◆ EXERCISE
Your task is to output the listing word for word, with pictures excluded.

◆ SUPPLIED MATERIAL
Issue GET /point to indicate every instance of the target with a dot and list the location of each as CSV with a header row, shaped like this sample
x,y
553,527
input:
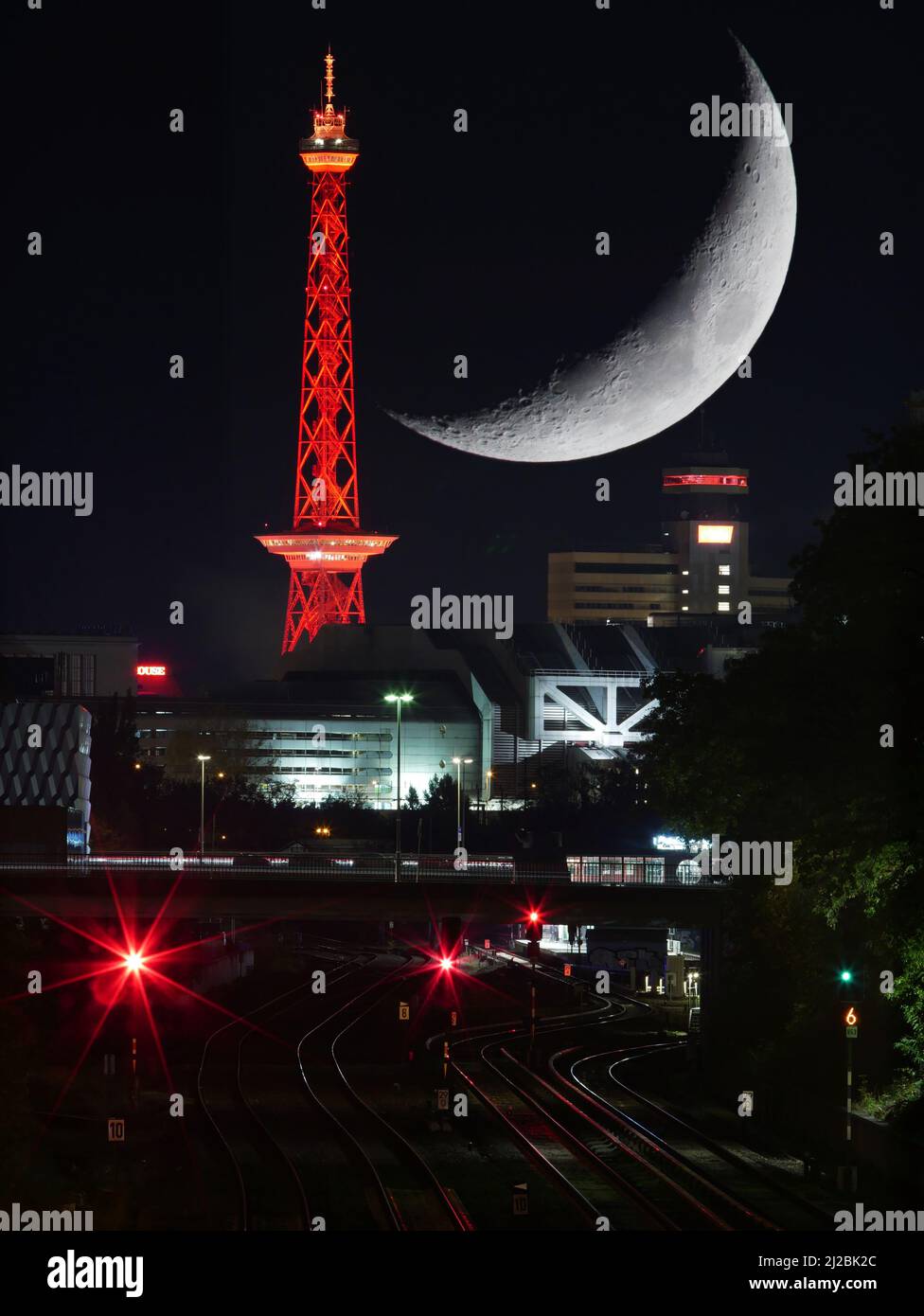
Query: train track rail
x,y
270,1188
747,1182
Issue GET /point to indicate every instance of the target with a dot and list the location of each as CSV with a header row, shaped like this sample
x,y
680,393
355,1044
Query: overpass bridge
x,y
364,887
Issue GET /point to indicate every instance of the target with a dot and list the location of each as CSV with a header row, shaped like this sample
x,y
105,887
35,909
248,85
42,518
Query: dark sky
x,y
481,243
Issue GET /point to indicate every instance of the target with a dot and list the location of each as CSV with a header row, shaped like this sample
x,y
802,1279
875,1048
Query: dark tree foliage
x,y
819,739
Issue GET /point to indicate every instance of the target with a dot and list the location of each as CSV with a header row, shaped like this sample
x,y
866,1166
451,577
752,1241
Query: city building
x,y
44,763
699,569
506,709
68,667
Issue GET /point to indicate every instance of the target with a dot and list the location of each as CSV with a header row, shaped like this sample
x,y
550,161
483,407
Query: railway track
x,y
617,1167
404,1187
270,1188
738,1177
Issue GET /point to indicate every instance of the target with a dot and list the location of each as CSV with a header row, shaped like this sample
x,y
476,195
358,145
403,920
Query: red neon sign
x,y
737,482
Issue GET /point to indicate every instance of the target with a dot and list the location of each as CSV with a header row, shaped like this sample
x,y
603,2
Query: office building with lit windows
x,y
701,569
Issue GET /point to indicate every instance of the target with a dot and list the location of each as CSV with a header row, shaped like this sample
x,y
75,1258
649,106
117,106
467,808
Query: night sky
x,y
479,243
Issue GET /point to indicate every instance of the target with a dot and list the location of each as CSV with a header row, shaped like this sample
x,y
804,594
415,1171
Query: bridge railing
x,y
358,867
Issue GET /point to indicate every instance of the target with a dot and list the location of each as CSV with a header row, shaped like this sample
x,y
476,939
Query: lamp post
x,y
203,761
398,701
458,796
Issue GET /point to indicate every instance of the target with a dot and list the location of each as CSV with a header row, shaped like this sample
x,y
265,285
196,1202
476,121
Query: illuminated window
x,y
715,533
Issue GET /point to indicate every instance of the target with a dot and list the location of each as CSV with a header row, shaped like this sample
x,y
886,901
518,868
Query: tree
x,y
818,738
440,792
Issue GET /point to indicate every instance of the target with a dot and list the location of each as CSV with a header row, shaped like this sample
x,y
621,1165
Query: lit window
x,y
715,533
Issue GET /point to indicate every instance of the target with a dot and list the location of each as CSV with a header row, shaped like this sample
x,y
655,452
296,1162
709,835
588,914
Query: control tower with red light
x,y
705,526
327,549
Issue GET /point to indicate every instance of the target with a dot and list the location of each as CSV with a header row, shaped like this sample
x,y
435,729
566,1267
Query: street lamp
x,y
398,701
458,796
203,759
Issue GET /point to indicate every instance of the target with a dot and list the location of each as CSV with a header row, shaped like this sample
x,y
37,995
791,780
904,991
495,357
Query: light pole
x,y
398,701
203,761
458,796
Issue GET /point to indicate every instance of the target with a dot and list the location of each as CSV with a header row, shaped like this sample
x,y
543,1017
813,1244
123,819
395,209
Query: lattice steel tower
x,y
326,549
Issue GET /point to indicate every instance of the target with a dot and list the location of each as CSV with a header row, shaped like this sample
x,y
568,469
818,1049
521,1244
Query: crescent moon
x,y
693,337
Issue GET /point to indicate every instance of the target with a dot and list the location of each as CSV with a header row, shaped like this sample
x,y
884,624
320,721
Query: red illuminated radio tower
x,y
326,549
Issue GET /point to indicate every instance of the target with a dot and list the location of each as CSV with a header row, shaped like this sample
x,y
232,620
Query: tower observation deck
x,y
327,549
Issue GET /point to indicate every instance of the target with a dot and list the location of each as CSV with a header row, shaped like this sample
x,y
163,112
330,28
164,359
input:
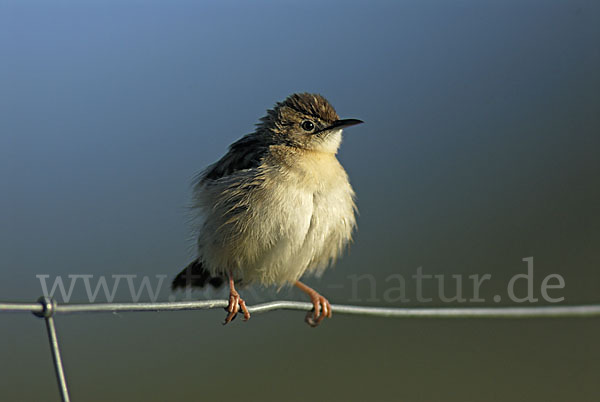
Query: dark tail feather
x,y
195,275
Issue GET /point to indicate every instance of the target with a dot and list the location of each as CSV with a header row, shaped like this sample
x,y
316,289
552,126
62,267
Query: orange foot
x,y
321,306
235,304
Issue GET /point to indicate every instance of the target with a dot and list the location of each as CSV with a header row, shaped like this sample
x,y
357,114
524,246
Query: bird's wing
x,y
246,153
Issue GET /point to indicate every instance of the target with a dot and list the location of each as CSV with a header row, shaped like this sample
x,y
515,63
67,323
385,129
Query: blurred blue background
x,y
480,148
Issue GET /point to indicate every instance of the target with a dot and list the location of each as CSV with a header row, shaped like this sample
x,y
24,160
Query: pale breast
x,y
291,219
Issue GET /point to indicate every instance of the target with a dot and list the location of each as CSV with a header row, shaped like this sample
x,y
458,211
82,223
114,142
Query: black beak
x,y
344,123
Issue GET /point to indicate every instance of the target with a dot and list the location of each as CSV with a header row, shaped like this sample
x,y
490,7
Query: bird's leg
x,y
235,303
321,309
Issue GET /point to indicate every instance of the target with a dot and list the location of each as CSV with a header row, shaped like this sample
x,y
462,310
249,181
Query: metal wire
x,y
48,308
592,310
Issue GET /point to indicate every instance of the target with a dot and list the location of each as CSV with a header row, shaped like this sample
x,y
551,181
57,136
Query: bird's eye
x,y
308,125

◆ EXERCISE SOLUTION
Issue GET /point to indicate every instance of the target with a dot and list the location of each as CSV with a header row, shaped like this sample
x,y
553,527
input:
Query: train track rail
x,y
270,1188
747,1182
Issue GET /point to indicate every instance of the target with a dot and list the location of each as CSV with a header row, shaped like this sample
x,y
680,393
355,1044
Query: overpass bridge
x,y
364,887
Issue GET /point to indicate every instance of the target with a dot and list the location of each as CSV with a header row, shaped like this sample
x,y
105,887
35,909
248,85
42,518
Query: dark sky
x,y
481,243
Issue GET /point to indicate every instance of the target with a dot and list the location of each as CSV with a header row, shaped like this sample
x,y
802,1279
875,1048
Query: dark tree foliage
x,y
819,739
Issue GET /point to indicate every instance of the target with a dot and list the location of each as CSV with a header row, shaped like this sample
x,y
866,1166
451,577
752,1241
Query: city building
x,y
44,763
699,569
506,709
68,667
Issue GET /point to indicate every instance of the target with a dot and list the location of each as CSV with a header row, shaped like this sample
x,y
550,161
483,407
Query: railway track
x,y
617,1167
404,1187
270,1188
738,1177
Issue GET /point to indicate every instance of the target with a dot and list the location of each as CSV with a header row, shaped like this sample
x,y
476,195
358,145
403,920
Query: red neon sign
x,y
737,482
Issue GET /point to indicate every instance of the target with a dot and list the location of each as CSV with a header row, shaped like this sample
x,y
603,2
Query: office building with lit windows
x,y
701,569
Issue GET /point to indicate every instance of the target with a dot and list the location of each as CSV with a header row, shaped like this sample
x,y
75,1258
649,106
117,106
467,808
Query: night sky
x,y
479,243
Issue GET /point to indicate every instance of the target with a dot and list the location of each as CSV with a header row, shaped like this sample
x,y
804,594
415,1171
Query: bridge railing
x,y
358,867
Issue GET /point to indicate every instance of the target with a dot and list the location of each as CSV with a header row, shaped like this sample
x,y
476,939
Query: lamp post
x,y
203,761
398,701
458,796
Issue GET /point to indicate every instance of the target with a dot and list the location of each as CSV with a header row, shaped like this sample
x,y
265,285
196,1202
476,121
Query: illuminated window
x,y
715,533
Issue GET /point to indicate every instance of the target with a dot and list the location of each as CSV with a header row, shaped like this sample
x,y
886,901
518,868
Query: tree
x,y
818,738
440,792
Issue GET /point to indicate every instance of the target with a dot and list the location of each as CSV with a header row, shaped like this sample
x,y
621,1165
Query: lit window
x,y
715,533
Issue GET /point to indicate every instance of the target with a dot and list the location of each as CSV with a header row, shaped like this sample
x,y
655,452
296,1162
709,835
588,914
Query: control tower with red light
x,y
705,526
327,549
Issue GET /point to indicate every instance of the target with a dot and list the location of each as CSV with a header row, shaped like this sample
x,y
435,729
566,1267
Query: street lamp
x,y
398,701
458,796
203,759
Issue GET /point to indicate every instance of the target with a dot and list the location of each as CSV with a header row, shaped like this sample
x,y
37,995
791,780
904,991
495,357
Query: light pole
x,y
398,701
203,761
458,796
Issue GET /point to indicate every instance of the target with a dot and list the location of each as CSV with a header row, shaped like this sample
x,y
543,1017
813,1244
123,819
395,209
Query: lattice steel tower
x,y
326,549
Issue GET /point to indicate every instance of the target with a dot and list the location of each as CSV with a header row, shaped like this sample
x,y
568,469
818,1049
521,1244
Query: crescent moon
x,y
693,337
Issue GET /point to indicate every instance of the target with a dot and list the location of each as CSV with a header row, shaped like this sample
x,y
884,624
320,721
Query: red illuminated radio tower
x,y
326,549
Issue GET /point to indicate every instance of the target with a dot and list the location of each as CSV with a header row, shaped like this sample
x,y
232,620
Query: tower observation deck
x,y
327,549
Issue GET /point to indicate every instance of the target with a dot and list the location of each as CSV with a header row, shaped like this sample
x,y
163,112
330,28
164,359
input:
Query: dark tail feather
x,y
195,275
Issue GET /point to indicate every instance of the target with a dot and list the location of each as CSV with a header row, shaped like this sample
x,y
316,289
552,126
62,267
Query: orange foot
x,y
321,306
235,304
Issue GET /point to indicate every instance of the target with a dot and list the location of each as CSV with a header row, shaped like this sample
x,y
357,114
524,246
Query: bird's wing
x,y
246,153
Issue GET /point to indicate every instance of the target with a dot and list the location of each as CSV with a header row, shaped like this sample
x,y
515,63
67,323
385,129
Query: blurred blue background
x,y
480,148
Issue GET /point to indicate every instance of the target with a dot and list the location of each as CSV with a header row, shaped like this sample
x,y
24,160
Query: pale breast
x,y
291,219
Issue GET /point to indicate every instance of the target with a dot and list the location of each as CSV with a header row, shaped like this sample
x,y
458,211
82,223
114,142
Query: black beak
x,y
344,123
Issue GET /point to indicate every instance of the target with a dot and list the location of each as CSV with a header row, shaped like this sample
x,y
490,7
Query: bird's leg
x,y
235,303
321,309
Issue GET /point to indicate every instance of the target with a dot and list the location of each as CSV with a header row, shaped like this sample
x,y
462,310
249,181
Query: metal wire
x,y
48,308
592,310
Issue GET /point to indicate every instance of the target with a dot and list the location of each as CSV with a header row, shaped like this sample
x,y
551,181
57,136
Query: bird's eye
x,y
308,125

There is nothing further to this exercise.